Brief – Copy out, unchanged, every line from the start of the records to the line that contains "positive clicks: (217, 198)", and stop there.

Provided material –
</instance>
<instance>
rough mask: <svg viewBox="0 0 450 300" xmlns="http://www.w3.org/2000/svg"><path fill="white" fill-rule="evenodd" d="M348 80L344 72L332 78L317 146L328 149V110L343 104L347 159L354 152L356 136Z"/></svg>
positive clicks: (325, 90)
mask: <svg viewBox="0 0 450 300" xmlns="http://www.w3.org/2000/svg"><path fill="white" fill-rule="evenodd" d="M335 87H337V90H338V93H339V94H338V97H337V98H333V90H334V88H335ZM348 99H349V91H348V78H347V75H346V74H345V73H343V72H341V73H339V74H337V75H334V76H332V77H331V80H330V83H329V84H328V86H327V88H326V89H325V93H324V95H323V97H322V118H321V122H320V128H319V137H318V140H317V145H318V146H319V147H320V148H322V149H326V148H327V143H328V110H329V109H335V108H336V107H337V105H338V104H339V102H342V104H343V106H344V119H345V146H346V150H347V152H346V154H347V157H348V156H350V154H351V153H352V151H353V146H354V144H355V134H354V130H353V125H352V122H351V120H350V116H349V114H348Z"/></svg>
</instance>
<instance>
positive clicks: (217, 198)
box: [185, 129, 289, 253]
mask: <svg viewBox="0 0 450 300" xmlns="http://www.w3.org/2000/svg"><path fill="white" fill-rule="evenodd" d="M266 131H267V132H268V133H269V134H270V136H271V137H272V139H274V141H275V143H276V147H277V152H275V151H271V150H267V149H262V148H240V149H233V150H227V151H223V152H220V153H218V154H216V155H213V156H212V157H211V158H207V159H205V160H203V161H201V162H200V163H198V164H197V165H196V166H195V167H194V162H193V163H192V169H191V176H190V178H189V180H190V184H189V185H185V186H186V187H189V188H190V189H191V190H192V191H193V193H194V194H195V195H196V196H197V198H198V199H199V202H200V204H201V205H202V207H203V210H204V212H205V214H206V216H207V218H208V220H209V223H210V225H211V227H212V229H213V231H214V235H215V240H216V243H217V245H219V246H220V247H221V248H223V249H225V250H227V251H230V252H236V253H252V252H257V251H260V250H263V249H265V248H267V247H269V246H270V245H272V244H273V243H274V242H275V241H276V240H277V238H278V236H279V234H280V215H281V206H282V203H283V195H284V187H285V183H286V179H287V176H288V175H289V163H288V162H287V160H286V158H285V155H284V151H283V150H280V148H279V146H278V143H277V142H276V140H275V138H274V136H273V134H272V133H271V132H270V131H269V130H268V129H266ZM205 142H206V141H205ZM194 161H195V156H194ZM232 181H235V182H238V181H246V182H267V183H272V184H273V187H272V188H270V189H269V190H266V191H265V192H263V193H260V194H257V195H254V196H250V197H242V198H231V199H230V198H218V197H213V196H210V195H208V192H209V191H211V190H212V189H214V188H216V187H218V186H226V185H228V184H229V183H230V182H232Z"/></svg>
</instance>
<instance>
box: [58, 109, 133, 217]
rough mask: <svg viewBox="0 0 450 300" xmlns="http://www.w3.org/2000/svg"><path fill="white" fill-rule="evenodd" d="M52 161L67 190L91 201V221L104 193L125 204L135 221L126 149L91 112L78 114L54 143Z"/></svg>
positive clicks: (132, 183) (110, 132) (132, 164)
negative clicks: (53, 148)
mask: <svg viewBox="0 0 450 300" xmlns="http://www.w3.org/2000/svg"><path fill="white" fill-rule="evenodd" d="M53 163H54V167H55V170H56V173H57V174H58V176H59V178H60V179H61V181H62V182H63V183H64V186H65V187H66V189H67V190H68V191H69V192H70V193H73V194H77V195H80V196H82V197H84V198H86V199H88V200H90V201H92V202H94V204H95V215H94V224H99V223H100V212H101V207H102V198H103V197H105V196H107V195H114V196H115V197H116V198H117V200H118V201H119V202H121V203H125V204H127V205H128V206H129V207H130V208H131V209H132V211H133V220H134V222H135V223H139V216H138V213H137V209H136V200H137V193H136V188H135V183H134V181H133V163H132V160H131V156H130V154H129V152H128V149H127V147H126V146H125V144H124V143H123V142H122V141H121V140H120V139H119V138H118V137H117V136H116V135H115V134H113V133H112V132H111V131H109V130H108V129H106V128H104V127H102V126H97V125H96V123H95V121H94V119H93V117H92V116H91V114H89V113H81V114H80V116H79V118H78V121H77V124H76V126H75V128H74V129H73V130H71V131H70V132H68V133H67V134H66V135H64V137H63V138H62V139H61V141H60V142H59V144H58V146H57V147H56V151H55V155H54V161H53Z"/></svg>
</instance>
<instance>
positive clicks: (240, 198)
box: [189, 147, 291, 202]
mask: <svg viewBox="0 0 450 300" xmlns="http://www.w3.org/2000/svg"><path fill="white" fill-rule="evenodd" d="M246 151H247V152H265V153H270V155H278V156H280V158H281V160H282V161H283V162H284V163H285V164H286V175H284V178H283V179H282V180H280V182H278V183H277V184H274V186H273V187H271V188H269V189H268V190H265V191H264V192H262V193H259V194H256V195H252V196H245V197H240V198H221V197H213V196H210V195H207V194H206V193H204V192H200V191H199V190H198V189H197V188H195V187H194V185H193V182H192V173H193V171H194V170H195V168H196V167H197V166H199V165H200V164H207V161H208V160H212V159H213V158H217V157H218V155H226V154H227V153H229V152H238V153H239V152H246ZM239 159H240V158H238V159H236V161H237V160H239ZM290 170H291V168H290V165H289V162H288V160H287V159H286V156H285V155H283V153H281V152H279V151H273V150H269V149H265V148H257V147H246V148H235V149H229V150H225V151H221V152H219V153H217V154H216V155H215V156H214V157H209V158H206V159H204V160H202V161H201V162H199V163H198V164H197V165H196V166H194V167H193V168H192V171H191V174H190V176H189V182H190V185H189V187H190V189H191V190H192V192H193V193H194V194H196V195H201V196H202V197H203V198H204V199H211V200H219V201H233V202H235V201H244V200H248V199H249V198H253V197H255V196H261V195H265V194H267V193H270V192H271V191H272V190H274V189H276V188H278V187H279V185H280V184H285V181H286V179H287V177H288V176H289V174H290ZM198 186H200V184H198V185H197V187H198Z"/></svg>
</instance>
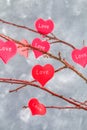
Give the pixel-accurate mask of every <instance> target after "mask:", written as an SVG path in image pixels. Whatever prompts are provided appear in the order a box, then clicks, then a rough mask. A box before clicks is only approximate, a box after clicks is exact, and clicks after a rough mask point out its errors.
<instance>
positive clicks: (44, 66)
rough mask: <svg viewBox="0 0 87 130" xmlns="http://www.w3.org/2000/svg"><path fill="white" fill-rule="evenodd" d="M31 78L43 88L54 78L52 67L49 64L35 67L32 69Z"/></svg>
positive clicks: (33, 67) (52, 66)
mask: <svg viewBox="0 0 87 130" xmlns="http://www.w3.org/2000/svg"><path fill="white" fill-rule="evenodd" d="M32 76H33V78H34V79H35V80H37V81H38V82H39V83H40V84H41V85H42V86H44V85H45V84H46V83H47V82H48V81H49V80H50V79H51V78H52V77H53V76H54V67H53V66H52V65H50V64H46V65H45V66H41V65H35V66H34V67H33V69H32Z"/></svg>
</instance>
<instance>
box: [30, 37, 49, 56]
mask: <svg viewBox="0 0 87 130" xmlns="http://www.w3.org/2000/svg"><path fill="white" fill-rule="evenodd" d="M32 46H33V47H35V48H38V49H39V50H42V51H44V52H48V51H49V49H50V44H49V43H48V42H47V41H42V40H40V39H39V38H35V39H34V40H33V42H32ZM39 50H35V49H33V52H34V54H35V57H36V58H38V57H39V56H41V55H43V52H41V51H39Z"/></svg>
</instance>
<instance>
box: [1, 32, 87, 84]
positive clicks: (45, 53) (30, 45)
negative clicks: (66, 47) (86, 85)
mask: <svg viewBox="0 0 87 130" xmlns="http://www.w3.org/2000/svg"><path fill="white" fill-rule="evenodd" d="M0 37H2V38H4V39H6V40H11V41H14V42H16V43H17V44H20V45H22V46H25V45H24V44H23V43H21V42H19V41H17V40H15V39H13V38H10V37H7V36H6V35H3V34H0ZM26 47H29V48H31V49H35V50H38V51H40V52H42V53H43V54H46V55H48V56H49V57H50V58H53V59H55V60H57V61H60V62H61V63H62V64H64V65H65V66H66V67H67V68H69V69H71V70H72V71H73V72H75V73H76V74H77V75H78V76H79V77H81V78H82V79H84V80H85V81H86V82H87V78H86V77H85V76H84V75H83V74H82V73H80V72H79V71H78V70H76V69H75V67H73V66H72V65H71V64H69V63H68V62H67V61H66V60H65V59H62V58H59V57H56V56H55V55H53V54H51V53H49V52H45V51H43V50H40V49H39V48H36V47H33V46H32V45H31V44H29V45H26Z"/></svg>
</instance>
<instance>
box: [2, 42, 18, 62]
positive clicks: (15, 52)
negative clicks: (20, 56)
mask: <svg viewBox="0 0 87 130" xmlns="http://www.w3.org/2000/svg"><path fill="white" fill-rule="evenodd" d="M16 52H17V47H16V44H15V43H14V42H13V41H6V42H4V41H2V40H0V58H1V59H2V60H3V62H4V63H5V64H6V63H7V62H8V61H9V60H10V59H11V58H12V57H13V56H14V55H15V54H16Z"/></svg>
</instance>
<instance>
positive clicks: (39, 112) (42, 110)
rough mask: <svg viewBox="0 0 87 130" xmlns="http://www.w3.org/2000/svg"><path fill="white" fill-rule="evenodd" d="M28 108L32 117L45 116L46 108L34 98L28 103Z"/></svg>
mask: <svg viewBox="0 0 87 130" xmlns="http://www.w3.org/2000/svg"><path fill="white" fill-rule="evenodd" d="M28 107H29V108H30V110H31V112H32V115H45V114H46V108H45V106H44V105H43V104H41V103H40V102H39V101H38V100H37V99H36V98H32V99H31V100H30V101H29V102H28Z"/></svg>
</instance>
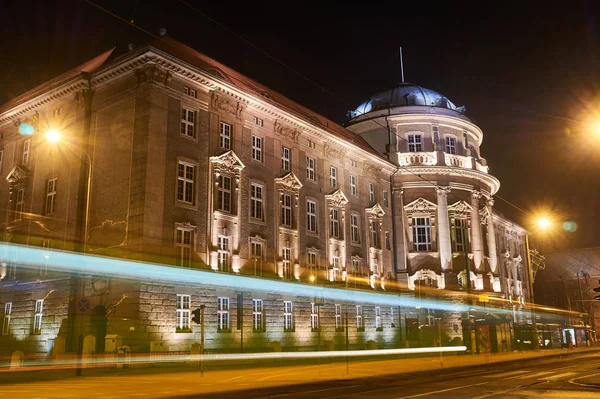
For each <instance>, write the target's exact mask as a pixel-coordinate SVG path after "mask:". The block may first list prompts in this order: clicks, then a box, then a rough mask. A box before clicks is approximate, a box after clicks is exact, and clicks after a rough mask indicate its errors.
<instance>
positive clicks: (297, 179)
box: [275, 172, 302, 193]
mask: <svg viewBox="0 0 600 399" xmlns="http://www.w3.org/2000/svg"><path fill="white" fill-rule="evenodd" d="M275 184H276V185H277V188H278V190H279V191H291V192H294V193H298V192H299V191H300V189H301V188H302V183H301V182H300V179H298V177H297V176H296V175H295V174H294V172H290V173H288V174H287V175H285V176H283V177H278V178H276V179H275Z"/></svg>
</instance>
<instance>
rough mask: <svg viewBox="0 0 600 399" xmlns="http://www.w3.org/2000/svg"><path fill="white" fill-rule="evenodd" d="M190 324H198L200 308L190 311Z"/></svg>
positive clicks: (199, 315) (199, 312) (199, 313)
mask: <svg viewBox="0 0 600 399" xmlns="http://www.w3.org/2000/svg"><path fill="white" fill-rule="evenodd" d="M192 322H193V323H196V324H200V323H201V321H200V308H198V309H194V310H193V311H192Z"/></svg>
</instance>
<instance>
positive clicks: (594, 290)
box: [594, 280, 600, 300]
mask: <svg viewBox="0 0 600 399" xmlns="http://www.w3.org/2000/svg"><path fill="white" fill-rule="evenodd" d="M598 284H600V280H598ZM594 291H595V292H600V286H598V287H596V288H594ZM594 299H598V300H600V295H596V297H595V298H594Z"/></svg>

Task solution –
</instance>
<instance>
rough mask: <svg viewBox="0 0 450 300" xmlns="http://www.w3.org/2000/svg"><path fill="white" fill-rule="evenodd" d="M348 80L344 72L332 78L317 146L328 149V110L343 104L347 159L354 152L356 136Z"/></svg>
positive clicks: (325, 90)
mask: <svg viewBox="0 0 450 300" xmlns="http://www.w3.org/2000/svg"><path fill="white" fill-rule="evenodd" d="M335 87H337V90H338V93H339V94H338V97H337V98H333V90H334V88H335ZM348 99H349V91H348V78H347V75H346V74H345V73H343V72H341V73H339V74H337V75H334V76H332V77H331V80H330V83H329V84H328V86H327V88H326V89H325V93H324V95H323V97H322V118H321V122H320V128H319V137H318V140H317V145H318V146H319V147H320V148H322V149H326V148H327V143H328V110H329V109H335V108H336V107H337V105H338V104H339V102H342V104H343V106H344V119H345V146H346V150H347V152H346V154H347V157H348V156H350V154H351V153H352V151H353V146H354V144H355V134H354V130H353V125H352V122H351V120H350V116H349V114H348Z"/></svg>
</instance>
<instance>
positive clicks: (217, 198)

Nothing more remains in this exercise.